_Requirement_:
Starting at the line that has "Extract black trousers from this picture." and stopping after the line that has "467;37;487;156", write those lines out again with "bamboo pole bundle" replaced by "bundle of bamboo poles" and nothing else changed.

_The data_:
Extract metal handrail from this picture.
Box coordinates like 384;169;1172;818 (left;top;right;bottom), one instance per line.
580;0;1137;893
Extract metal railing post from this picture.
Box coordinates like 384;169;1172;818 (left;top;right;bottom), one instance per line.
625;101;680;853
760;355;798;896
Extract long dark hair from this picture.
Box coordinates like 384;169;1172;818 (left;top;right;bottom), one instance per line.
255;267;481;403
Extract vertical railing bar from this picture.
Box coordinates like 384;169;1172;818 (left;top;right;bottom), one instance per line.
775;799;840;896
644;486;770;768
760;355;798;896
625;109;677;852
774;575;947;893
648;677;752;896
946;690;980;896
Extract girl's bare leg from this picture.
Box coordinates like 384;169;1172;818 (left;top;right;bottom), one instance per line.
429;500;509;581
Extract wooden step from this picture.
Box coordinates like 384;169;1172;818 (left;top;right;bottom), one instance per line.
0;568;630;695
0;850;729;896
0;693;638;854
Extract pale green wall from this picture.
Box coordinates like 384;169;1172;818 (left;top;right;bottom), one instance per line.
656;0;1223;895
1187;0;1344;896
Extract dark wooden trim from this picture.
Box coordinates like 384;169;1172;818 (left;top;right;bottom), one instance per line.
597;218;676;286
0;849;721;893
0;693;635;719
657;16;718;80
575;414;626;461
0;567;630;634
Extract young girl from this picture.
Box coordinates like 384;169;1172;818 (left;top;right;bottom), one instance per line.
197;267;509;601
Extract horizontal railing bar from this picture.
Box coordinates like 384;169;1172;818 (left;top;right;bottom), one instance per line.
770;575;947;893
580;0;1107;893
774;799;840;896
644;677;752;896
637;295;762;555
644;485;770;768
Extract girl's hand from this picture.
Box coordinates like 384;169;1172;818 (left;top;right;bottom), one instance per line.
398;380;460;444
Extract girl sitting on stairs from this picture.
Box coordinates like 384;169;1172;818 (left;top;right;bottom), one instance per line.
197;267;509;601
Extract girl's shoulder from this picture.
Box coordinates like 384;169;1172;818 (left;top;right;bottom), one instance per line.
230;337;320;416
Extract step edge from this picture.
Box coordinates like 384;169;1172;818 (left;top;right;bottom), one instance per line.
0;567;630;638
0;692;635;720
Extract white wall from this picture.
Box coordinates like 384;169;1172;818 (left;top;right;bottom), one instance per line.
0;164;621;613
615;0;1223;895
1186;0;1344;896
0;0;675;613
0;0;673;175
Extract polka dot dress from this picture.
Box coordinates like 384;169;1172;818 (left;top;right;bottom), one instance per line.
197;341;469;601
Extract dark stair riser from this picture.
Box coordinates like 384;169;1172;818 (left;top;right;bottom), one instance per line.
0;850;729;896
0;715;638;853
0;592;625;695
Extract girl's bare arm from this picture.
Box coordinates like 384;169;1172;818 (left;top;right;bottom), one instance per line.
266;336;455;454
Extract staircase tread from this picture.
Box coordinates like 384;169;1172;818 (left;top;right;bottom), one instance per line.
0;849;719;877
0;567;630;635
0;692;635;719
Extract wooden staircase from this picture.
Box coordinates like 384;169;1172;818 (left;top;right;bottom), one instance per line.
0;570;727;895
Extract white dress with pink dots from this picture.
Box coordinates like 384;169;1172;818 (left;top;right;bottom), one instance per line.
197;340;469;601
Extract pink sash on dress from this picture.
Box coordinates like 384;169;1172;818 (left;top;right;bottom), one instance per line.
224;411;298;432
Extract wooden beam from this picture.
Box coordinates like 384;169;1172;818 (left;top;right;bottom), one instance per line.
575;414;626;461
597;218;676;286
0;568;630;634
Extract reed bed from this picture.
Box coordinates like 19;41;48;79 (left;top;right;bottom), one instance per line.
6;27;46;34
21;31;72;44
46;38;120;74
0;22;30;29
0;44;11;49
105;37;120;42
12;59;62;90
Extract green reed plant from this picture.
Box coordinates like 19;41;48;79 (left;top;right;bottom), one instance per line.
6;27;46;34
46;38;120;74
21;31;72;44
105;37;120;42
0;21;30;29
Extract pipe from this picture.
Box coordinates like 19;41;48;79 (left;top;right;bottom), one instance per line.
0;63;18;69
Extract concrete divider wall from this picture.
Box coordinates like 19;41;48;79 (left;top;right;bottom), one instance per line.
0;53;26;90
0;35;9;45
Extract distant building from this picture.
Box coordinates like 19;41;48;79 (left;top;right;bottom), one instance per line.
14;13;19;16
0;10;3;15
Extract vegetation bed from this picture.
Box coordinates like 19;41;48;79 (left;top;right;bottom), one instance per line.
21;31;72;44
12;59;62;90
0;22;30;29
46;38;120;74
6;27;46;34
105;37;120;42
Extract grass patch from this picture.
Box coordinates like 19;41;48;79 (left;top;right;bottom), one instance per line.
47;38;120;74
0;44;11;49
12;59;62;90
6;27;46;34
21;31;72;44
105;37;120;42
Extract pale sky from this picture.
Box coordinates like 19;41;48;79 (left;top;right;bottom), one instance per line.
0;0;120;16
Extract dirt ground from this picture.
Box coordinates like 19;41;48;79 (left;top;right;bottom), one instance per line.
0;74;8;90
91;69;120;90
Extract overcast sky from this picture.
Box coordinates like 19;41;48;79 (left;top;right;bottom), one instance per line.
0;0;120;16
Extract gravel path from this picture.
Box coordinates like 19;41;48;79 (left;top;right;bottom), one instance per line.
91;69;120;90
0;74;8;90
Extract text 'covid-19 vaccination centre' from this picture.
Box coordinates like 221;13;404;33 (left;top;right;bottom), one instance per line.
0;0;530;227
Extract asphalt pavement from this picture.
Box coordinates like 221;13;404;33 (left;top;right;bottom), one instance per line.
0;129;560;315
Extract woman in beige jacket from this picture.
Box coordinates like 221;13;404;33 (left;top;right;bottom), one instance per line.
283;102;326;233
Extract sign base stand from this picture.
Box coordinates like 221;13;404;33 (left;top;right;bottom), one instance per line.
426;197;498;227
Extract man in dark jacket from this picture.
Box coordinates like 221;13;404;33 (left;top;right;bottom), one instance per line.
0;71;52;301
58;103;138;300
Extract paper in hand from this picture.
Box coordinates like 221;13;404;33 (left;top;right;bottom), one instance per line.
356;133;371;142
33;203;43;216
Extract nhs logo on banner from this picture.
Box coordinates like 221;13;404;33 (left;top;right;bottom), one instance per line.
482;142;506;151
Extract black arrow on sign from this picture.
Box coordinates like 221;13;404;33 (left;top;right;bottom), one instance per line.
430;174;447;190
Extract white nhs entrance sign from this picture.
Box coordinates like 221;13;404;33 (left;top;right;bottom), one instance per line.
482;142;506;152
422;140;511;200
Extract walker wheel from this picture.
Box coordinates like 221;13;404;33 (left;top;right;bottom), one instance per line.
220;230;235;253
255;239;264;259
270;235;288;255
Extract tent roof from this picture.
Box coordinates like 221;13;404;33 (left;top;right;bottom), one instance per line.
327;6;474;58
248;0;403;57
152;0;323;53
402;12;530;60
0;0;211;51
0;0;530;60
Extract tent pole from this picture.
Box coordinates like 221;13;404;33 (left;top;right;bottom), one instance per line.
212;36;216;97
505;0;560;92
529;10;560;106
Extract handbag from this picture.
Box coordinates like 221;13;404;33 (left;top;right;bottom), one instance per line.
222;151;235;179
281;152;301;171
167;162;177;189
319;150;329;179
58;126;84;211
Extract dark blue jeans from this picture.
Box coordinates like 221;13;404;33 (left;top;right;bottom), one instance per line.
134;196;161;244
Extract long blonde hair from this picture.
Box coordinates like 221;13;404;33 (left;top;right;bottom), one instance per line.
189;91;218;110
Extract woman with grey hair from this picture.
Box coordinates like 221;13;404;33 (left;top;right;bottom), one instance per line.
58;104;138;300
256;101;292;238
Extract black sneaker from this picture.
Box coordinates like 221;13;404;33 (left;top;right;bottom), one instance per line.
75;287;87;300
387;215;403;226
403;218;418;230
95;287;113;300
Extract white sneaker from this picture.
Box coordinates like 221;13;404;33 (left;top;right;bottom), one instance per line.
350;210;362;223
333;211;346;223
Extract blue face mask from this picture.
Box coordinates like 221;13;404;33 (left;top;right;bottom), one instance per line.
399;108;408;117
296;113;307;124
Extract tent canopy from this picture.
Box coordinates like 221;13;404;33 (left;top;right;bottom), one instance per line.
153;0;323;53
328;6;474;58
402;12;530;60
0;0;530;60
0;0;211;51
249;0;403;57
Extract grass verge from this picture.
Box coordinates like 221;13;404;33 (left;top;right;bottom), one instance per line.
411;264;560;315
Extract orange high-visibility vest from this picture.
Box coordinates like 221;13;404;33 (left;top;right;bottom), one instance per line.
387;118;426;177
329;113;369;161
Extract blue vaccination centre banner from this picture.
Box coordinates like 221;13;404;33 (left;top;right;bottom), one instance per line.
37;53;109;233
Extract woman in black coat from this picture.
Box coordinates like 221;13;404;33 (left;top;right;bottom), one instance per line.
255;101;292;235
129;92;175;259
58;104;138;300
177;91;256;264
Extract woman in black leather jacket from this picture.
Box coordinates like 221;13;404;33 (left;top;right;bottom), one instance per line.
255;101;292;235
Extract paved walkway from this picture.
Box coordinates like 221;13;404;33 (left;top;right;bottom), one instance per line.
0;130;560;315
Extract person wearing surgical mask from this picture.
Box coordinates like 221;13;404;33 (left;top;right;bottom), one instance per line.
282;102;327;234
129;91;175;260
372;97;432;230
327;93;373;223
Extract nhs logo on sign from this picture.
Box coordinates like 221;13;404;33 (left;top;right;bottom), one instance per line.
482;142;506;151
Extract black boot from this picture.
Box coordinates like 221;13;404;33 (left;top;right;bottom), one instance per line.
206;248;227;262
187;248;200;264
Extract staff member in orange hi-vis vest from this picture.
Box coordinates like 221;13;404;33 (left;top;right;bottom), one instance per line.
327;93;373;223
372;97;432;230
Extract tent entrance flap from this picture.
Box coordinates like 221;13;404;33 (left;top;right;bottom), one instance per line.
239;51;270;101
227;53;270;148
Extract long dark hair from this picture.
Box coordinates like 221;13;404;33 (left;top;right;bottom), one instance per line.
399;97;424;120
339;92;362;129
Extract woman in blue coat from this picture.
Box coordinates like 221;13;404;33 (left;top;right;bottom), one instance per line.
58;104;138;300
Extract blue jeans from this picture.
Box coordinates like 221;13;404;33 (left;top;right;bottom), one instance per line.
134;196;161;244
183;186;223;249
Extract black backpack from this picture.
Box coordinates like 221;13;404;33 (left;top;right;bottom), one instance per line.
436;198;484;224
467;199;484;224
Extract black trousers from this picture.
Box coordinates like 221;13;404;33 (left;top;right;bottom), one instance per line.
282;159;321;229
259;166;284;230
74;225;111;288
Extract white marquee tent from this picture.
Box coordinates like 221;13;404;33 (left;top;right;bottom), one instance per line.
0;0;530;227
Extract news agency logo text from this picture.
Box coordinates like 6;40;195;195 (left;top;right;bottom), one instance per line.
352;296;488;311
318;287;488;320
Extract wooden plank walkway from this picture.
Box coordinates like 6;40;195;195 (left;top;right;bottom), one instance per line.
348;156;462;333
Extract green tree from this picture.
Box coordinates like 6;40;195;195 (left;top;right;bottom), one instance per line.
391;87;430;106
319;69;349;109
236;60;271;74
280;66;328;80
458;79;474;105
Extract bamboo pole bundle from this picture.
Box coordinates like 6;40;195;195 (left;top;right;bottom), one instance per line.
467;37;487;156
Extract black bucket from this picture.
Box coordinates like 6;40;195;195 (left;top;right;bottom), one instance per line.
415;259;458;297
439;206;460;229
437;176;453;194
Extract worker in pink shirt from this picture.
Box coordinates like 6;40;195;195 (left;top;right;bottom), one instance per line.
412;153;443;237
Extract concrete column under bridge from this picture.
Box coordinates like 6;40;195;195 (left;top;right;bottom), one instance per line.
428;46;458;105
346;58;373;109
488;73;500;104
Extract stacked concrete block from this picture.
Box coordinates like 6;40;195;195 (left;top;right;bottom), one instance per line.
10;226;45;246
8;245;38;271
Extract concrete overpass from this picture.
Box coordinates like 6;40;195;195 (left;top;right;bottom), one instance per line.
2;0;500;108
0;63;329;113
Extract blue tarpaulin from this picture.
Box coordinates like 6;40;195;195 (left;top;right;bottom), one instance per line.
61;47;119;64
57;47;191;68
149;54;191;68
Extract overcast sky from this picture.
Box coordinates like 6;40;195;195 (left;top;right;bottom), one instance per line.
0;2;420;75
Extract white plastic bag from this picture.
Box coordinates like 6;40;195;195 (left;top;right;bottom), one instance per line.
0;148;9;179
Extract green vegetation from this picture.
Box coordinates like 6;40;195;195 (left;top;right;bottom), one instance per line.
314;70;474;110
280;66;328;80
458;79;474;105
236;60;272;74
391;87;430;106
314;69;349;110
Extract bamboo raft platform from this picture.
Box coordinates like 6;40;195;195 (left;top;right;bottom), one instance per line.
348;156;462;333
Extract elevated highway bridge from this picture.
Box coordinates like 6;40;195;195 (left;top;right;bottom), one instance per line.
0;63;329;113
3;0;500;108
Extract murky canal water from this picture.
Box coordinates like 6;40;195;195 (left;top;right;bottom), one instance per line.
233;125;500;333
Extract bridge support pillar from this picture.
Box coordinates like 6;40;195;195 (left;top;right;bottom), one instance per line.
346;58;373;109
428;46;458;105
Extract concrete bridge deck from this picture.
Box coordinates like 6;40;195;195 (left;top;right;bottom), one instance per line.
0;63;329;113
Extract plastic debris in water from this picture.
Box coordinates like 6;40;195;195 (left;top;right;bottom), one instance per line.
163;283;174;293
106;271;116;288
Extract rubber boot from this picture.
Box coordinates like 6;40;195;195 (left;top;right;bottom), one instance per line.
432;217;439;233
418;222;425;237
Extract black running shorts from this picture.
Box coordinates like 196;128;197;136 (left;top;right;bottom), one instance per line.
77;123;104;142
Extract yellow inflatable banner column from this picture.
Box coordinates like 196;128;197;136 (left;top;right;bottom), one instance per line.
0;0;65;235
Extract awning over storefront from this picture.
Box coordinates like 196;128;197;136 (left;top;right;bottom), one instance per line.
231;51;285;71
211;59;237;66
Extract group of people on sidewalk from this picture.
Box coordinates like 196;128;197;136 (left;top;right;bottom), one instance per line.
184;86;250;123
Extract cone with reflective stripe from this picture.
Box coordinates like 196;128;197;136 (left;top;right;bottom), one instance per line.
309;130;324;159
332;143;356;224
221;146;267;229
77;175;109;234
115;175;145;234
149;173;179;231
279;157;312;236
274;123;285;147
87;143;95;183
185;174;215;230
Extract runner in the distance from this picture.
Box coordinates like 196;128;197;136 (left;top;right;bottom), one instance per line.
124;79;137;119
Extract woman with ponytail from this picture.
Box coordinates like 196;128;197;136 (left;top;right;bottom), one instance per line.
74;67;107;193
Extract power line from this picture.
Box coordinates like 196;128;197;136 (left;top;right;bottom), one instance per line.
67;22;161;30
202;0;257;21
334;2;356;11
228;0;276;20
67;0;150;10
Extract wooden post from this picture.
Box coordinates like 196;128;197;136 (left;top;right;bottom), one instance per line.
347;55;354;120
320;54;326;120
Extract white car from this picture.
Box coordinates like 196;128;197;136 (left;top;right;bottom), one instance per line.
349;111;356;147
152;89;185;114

_Solution for this exercise_:
Extract black trousers from this picture.
Box coordinates like 221;13;404;33 (left;top;right;bottom), one instance per line.
282;159;321;229
259;166;284;230
74;225;111;288
Extract white marquee tent from this picture.
Box coordinates like 221;13;404;33 (left;top;right;bottom), one instance per line.
0;0;530;227
Extract news agency logo text from this picture.
Box coordinates like 6;40;195;195 (left;top;right;bottom), one instance per line.
352;296;488;311
318;287;488;320
Extract wooden plank walkway from this picture.
Box coordinates like 6;40;195;195 (left;top;right;bottom), one instance per line.
348;156;462;333
Extract green tree from this picture.
Box coordinates like 6;40;195;195 (left;top;right;bottom), one instance per line.
391;87;430;106
319;69;349;109
236;60;271;74
280;66;328;80
458;79;474;105
Extract bundle of bamboo poles from this picture.
Box coordinates like 6;40;195;195 (left;top;right;bottom), one instance per line.
467;37;487;156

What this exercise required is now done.